-- Selected excerpt --
•••
Ten food trends for 2018
Plant based proteins
Whatever food trends list you look at for 2018 the mega-trend that everyone is talking about is plant-based proteins.
We will be hearing lots more about stem to stalk as vegan options increase in popularity. Eating the whole plant exposes you to different tastes and textures as well as nutrient-dense parts of the plant.
With meat alternatives going mainstream, expect to see lentils, beans, quinoa, seitan and edamame make their way onto menus.
Middle Eastern cuisine
2018 is set to be the year that Middle Eastern cuisine hits the mainstream. With predictions that we will see a lot more spices like harissa, cardamom and za’atar included in dishes.
Regional nuances will become more noticeable. Eating pita bread or a falafel and calling it Middle Eastern food will start to change. As we will actually know whether we are eating Lebanese, Persian, Israeli or Moroccan dishes.
Middle eastern food gets the tick with health experts for having all the flavour without the added sugars, salts and fats. Giving the Mediterranean Diet a good run for its money.
Hearty Japanese food
Miso, sushi and noodle soup can be considered quite light and a little ‘girly’.
According to supermarket chain Waitrose we will be seeing more hearty ‘dude food’ on the menu. Combining the southern US states with the unctuous, rich and surprising flavours of after-hours Tokyo.
Your pub style meal will be transformed with a Japanese influence to include things like skewered chicken and deep-fried tofu.
Twist on Mexican
Mexican has long been a favourite. But expect to see creative twists on classic Mexican dishes find their ways onto menus in 2018. Think chorizo-stuffed dates or octopus tacos paving the way to reimagine Mexican food as we know it.
•••
-- Data extract --
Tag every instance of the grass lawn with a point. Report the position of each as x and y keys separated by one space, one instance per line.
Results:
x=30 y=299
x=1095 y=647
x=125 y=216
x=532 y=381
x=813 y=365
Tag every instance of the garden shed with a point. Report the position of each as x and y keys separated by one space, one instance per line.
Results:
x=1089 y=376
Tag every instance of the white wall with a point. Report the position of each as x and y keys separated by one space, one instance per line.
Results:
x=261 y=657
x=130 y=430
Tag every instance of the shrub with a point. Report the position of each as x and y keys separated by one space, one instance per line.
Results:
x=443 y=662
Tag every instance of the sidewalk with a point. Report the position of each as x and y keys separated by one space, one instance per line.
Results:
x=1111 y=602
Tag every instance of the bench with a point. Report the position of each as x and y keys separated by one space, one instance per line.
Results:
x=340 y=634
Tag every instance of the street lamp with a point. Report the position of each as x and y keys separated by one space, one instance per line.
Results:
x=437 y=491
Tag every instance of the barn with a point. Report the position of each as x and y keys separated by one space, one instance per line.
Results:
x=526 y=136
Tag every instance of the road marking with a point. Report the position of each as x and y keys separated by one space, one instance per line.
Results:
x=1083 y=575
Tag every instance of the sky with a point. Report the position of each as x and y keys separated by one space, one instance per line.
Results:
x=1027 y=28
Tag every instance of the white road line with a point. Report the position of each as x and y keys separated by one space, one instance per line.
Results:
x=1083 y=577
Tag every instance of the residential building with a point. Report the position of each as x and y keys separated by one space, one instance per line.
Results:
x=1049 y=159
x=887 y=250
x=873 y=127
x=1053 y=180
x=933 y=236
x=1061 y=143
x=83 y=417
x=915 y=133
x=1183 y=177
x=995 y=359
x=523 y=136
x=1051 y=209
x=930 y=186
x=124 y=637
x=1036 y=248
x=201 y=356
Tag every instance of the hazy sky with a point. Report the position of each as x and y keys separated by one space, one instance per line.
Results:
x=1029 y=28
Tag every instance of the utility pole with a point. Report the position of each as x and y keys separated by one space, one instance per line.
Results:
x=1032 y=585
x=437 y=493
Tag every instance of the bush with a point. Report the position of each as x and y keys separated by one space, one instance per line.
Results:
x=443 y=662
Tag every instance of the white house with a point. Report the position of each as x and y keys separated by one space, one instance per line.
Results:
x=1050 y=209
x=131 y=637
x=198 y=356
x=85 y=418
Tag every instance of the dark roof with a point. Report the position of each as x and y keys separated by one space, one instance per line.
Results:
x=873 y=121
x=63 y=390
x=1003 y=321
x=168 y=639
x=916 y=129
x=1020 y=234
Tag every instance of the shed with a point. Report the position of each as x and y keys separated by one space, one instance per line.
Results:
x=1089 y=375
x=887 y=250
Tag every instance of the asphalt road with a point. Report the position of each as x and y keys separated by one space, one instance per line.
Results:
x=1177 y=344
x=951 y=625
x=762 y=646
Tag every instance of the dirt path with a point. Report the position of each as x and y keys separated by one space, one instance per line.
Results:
•••
-- Exercise tasks --
**a.** In the piece on 2018 food trends, which supermarket chain says more hearty "dude food" will appear on menus?
**b.** Carry on the 2018 food trends list from the end of the Mexican entry.

-- Results by task --
**a.** Waitrose

**b.**
Tacos will keep being seen on breakfast menus and restaurants are adding dessert variations.
Hyperlocal and low waste
More than ever consumers want to know what is going into their food and where it came from.
Restaurants sourcing their ingredients from local farmers has been rising in popularity the past few years but using foods in walking distance of the dinner table is the trend for 2018.
Some restaurants are opting to grow their own ingredients on-site. While this is not always practical for everyone to implement there is an emphasis this year on reducing waste with menus planned to use all parts of the ingredients.
Edible flowers topped the Whole Foods 2018 food trends list. Not only do they look great but they add flavour to salads, soups and beverages with next to no calories. With the trend starting in Europe, high end restaurants and upmarket cafes and bars here in Australia will continue to add edible flowers to their dishes.
Sweet dessert flavours in savoury dishes
Savoury courses will start to see sweet dessert flavours such as lemon, strawberry, blueberry and blood orange infiltrate their dishes. To create menu items such as crispy artichokes and Dungeness crab with ember-blistered lemon curd or an avocado parfait with yogurt and cucumber.
Tea flavours and mocktails
According to the BBC 2018 will be the year tea wins out over coffee. It will also see the rise of non-alcoholic specialty drinks, with floral flavours such as rose and lavender taking centre stage.
With health-conscious drinkers on the rise, mocktails and teas are making a great alternative to alcohol and coffee.
Indian street foods
When you think Indian food most people think heavy curries. But in 2018 expect to be see much more of the lighter goodies grace the menu of street food inspired meals.
Puris stuffed with zingy vegetables, momos and vada pav are set to enjoy their moment in the spotlight.
Peruvian food is tipped to make a big splash in 2018 over in the US so we can expect to see some influence also making its way down under.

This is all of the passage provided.